* Challenge *
Reproduce exactly the final portion of the data: every line from the one containing "Exercise. Point to every instance of the grass" through the last line, inclusive.

* Records shown *
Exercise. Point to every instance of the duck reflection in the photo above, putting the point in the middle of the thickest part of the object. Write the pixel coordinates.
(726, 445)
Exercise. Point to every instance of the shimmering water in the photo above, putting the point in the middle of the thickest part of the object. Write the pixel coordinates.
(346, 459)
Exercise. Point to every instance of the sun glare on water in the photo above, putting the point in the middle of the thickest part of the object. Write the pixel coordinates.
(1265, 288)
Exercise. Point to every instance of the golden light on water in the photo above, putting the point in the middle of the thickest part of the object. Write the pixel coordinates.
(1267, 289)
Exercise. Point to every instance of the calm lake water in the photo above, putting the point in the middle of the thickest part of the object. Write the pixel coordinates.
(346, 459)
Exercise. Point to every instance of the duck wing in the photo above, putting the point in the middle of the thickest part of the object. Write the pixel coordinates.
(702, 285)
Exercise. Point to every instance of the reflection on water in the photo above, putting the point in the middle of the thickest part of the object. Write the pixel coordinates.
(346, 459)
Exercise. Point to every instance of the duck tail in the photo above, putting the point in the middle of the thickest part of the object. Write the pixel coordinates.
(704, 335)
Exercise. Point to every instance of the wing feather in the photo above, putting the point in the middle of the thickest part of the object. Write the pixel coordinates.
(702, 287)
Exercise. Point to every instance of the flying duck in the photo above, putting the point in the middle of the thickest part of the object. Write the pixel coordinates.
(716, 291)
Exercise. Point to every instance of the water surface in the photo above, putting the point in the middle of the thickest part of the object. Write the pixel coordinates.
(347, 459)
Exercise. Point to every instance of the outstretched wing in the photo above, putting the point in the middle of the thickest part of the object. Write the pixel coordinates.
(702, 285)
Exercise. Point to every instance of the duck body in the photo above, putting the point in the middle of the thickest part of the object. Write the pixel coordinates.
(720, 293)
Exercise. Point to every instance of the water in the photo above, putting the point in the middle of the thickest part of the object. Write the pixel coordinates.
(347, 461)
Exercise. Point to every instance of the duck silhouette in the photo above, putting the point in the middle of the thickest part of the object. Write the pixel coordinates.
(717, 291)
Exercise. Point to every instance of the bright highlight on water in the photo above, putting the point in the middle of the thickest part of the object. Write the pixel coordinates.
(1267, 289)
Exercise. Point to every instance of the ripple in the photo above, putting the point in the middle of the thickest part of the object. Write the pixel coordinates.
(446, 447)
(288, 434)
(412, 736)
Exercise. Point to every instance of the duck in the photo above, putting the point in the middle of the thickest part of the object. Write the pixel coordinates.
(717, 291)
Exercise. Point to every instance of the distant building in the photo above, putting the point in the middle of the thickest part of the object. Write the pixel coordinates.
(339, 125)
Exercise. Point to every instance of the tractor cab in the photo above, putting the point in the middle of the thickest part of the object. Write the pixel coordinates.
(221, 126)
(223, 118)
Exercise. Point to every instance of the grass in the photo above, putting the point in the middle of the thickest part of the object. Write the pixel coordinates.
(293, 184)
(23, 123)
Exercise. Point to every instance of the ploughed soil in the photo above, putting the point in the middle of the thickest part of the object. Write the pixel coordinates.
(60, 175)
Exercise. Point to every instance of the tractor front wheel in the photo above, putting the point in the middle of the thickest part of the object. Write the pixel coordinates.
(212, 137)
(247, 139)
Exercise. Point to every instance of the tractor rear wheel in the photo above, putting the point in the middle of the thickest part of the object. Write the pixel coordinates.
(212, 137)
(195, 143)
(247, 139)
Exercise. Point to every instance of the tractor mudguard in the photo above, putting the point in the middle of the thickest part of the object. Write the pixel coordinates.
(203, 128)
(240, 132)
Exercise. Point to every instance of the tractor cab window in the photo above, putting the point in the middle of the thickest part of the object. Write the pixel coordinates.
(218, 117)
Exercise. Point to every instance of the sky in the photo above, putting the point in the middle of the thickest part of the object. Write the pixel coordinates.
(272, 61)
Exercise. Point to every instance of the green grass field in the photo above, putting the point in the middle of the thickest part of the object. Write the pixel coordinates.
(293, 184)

* The response *
Exercise. Point to every instance of the grass in the photo above, putting the point in the middle of the thickest part of the object. Write the pixel coordinates.
(293, 184)
(23, 123)
Exercise. Point to every instance of the ploughed soil in the photo above, putting the point in the middle of the thickest part of the object. Write the pixel coordinates.
(60, 175)
Exercise. Point to every instance of the tractor front wheel in the photo above, putting the point in the middle of the thickest part of the object. Write the pixel coordinates.
(212, 137)
(247, 139)
Exercise. Point to every instance of the tractor rear wheel in the photo above, putting the point in the middle of the thickest part of the object. Write the pixel coordinates.
(212, 137)
(195, 143)
(247, 139)
Exercise. Point to every instance of the tractor mudguard in the photo above, putting the point in the middle of the thickest part of the object. Write the pixel coordinates.
(203, 128)
(240, 132)
Exercise. Point to every instance of the tractor cab window in the photo above, putting the point in the middle of the thickest part of the object. Write the pixel coordinates.
(218, 117)
Exercise. Point to every instance of the sky in the photo above, putting the point in the middle of the thickest part of the object. Write the pixel coordinates.
(272, 61)
Exercise. Point to every instance of the green grass field in the photo above, putting the point in the middle of the thickest part of the object. Write the pixel coordinates.
(293, 184)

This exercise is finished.